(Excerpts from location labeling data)

= = = = =

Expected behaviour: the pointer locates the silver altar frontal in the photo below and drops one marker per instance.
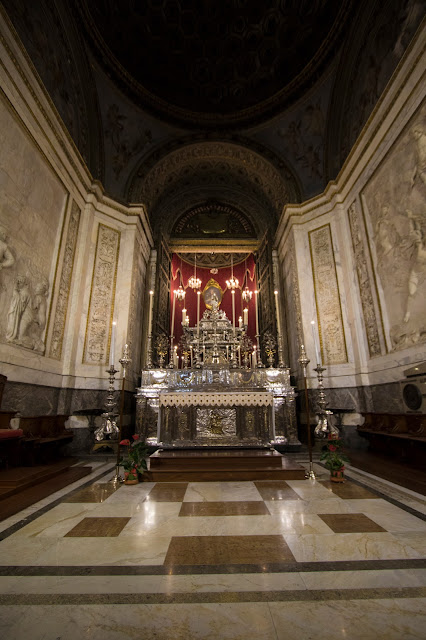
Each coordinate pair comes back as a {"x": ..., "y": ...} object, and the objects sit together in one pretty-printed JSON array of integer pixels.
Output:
[{"x": 217, "y": 406}]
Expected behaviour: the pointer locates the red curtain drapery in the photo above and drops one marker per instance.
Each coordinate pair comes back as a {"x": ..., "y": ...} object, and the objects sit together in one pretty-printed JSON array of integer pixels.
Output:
[{"x": 181, "y": 271}]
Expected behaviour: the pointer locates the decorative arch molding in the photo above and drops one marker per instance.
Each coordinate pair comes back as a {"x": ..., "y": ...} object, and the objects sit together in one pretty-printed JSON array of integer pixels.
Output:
[{"x": 187, "y": 163}]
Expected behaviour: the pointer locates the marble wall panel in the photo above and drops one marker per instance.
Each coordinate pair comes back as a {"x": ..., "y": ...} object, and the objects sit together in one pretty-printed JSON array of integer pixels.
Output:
[
  {"x": 61, "y": 303},
  {"x": 102, "y": 296},
  {"x": 394, "y": 208},
  {"x": 32, "y": 203},
  {"x": 371, "y": 321},
  {"x": 30, "y": 399},
  {"x": 327, "y": 297}
]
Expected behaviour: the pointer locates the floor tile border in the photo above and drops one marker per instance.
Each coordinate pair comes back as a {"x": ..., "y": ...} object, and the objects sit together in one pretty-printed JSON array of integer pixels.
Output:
[
  {"x": 218, "y": 597},
  {"x": 158, "y": 570}
]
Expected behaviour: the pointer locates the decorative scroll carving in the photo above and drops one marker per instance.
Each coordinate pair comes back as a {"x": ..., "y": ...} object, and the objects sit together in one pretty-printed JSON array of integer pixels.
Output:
[
  {"x": 366, "y": 295},
  {"x": 102, "y": 296},
  {"x": 294, "y": 294},
  {"x": 65, "y": 284},
  {"x": 330, "y": 324},
  {"x": 135, "y": 306}
]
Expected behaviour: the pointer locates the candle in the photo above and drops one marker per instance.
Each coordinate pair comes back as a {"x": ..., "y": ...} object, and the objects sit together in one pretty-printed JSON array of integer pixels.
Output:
[
  {"x": 233, "y": 309},
  {"x": 277, "y": 311},
  {"x": 112, "y": 345},
  {"x": 198, "y": 313},
  {"x": 151, "y": 299},
  {"x": 314, "y": 334},
  {"x": 245, "y": 316},
  {"x": 172, "y": 330},
  {"x": 257, "y": 312}
]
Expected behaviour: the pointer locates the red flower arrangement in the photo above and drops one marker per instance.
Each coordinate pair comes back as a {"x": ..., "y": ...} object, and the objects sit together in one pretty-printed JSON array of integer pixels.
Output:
[
  {"x": 135, "y": 461},
  {"x": 333, "y": 456}
]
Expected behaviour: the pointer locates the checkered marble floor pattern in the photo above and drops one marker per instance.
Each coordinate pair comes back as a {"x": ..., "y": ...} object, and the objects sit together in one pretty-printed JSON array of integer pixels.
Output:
[{"x": 268, "y": 560}]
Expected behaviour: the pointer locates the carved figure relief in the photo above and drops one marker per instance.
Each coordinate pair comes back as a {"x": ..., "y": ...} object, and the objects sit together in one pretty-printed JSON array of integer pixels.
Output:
[
  {"x": 102, "y": 296},
  {"x": 327, "y": 296},
  {"x": 26, "y": 318},
  {"x": 394, "y": 205},
  {"x": 365, "y": 291},
  {"x": 61, "y": 306}
]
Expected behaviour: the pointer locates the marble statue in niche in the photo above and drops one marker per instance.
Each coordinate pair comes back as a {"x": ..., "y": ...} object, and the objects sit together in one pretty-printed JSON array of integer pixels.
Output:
[
  {"x": 394, "y": 202},
  {"x": 20, "y": 315},
  {"x": 26, "y": 318},
  {"x": 6, "y": 256}
]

= = = = =

### Given request
Swap "pointer" for "annotator" everywhere in the listing and reproduce it otherwise unchanged, leaving out the pictures.

### Answer to this problem
Expected behaviour: the annotator locates the silver altar frontal in the photo below and drops one marker per instance.
Each coordinate pair comes back as a {"x": ..., "y": ...} object, and the objects sit together in one pretty-printed JSON array of integer pixels.
Output:
[{"x": 217, "y": 406}]
Expected behaviour: the annotator locates the red curtain drapery in the photo above and drops one marker per instance.
Each coordinate pair comes back as a {"x": ..., "y": ...} object, and the objects sit together in one pretty-printed JSON array of integer pixels.
Output:
[{"x": 181, "y": 271}]
Expected behaviour: the annotator locates the decorative arch molding in the photo above and drops one marker per instance.
Each coordinate pair comes back as a {"x": ..., "y": ...} object, and the objects sit together in one pretty-printed JSON array of integer pixels.
Output:
[{"x": 187, "y": 163}]
Expected behaviour: the annotator locates the marble wall panel in the photo above and drops one marker per instance.
Each coordinate pair comes back as a {"x": ..., "y": ...} object, and the objects sit together in one pretty-printed JSON array of integer pixels.
Output:
[
  {"x": 61, "y": 303},
  {"x": 102, "y": 296},
  {"x": 394, "y": 208},
  {"x": 32, "y": 203},
  {"x": 371, "y": 321},
  {"x": 30, "y": 399},
  {"x": 327, "y": 297}
]
Expected behaviour: the annotator locates the floor tile border in the photo above and drops one marker per instance.
Each coordinate pair comes back as a {"x": ..., "y": ...} object, and the objects sit together in one pretty-printed JSON array of integer pixels.
Output:
[
  {"x": 218, "y": 597},
  {"x": 158, "y": 570}
]
Expected behaviour: the annotator locates the decorative scroll carving in the photo above and drops one marker per instance.
Each coordinate pair comes back as a {"x": ..., "y": ...} object, and the objects sit together in one pretty-printed JSON array of integer pixels.
Output:
[
  {"x": 366, "y": 295},
  {"x": 102, "y": 296},
  {"x": 294, "y": 294},
  {"x": 65, "y": 284},
  {"x": 330, "y": 324},
  {"x": 135, "y": 306}
]
Expected behaviour: the annotator locates the candle in the photo above and drops one marker per instance.
Each coordinate pair comes back as a {"x": ..., "y": ...} object, and the objects sit together in one pretty-printed JSON array of integer pixels.
Output:
[
  {"x": 233, "y": 309},
  {"x": 277, "y": 311},
  {"x": 112, "y": 345},
  {"x": 198, "y": 313},
  {"x": 151, "y": 299},
  {"x": 314, "y": 334},
  {"x": 245, "y": 316},
  {"x": 172, "y": 330},
  {"x": 257, "y": 312}
]
Expected behaviour: the annotator locates the red flower arrangement in the photo above and drops one marker per instance.
Each coordinate pair comes back as a {"x": ..., "y": ...} object, and the objects sit together in one pretty-printed JSON array of integer pixels.
Output:
[
  {"x": 135, "y": 461},
  {"x": 333, "y": 456}
]
Expected behaviour: the annotator locates the checkered marble floor pattern in the photo above and drops one marker per instance.
Each coordinate pair comes back as a {"x": ..., "y": ...} object, and the objects sit together in one pretty-printed JSON array of integer pixels.
Output:
[{"x": 268, "y": 560}]
Expected behaviour: the annotator locates the carved figure relief in the photo above and drops one marker per instance.
Each coordinate pair comes back as a {"x": ..., "y": ...} object, and the objects sit together in one pretty-printed JSON array of integer pixels.
Output:
[
  {"x": 102, "y": 296},
  {"x": 327, "y": 296},
  {"x": 26, "y": 318},
  {"x": 394, "y": 205},
  {"x": 365, "y": 291},
  {"x": 61, "y": 306}
]
Expected behaviour: the annotator locates the marble statue in niche in the photo above and drops one marker per instance.
Each coordinate pair comes back as a {"x": ..., "y": ...} object, and the objects sit together in one pretty-printed JSON array of integer pixels.
Output:
[
  {"x": 394, "y": 202},
  {"x": 20, "y": 315},
  {"x": 26, "y": 318},
  {"x": 6, "y": 256}
]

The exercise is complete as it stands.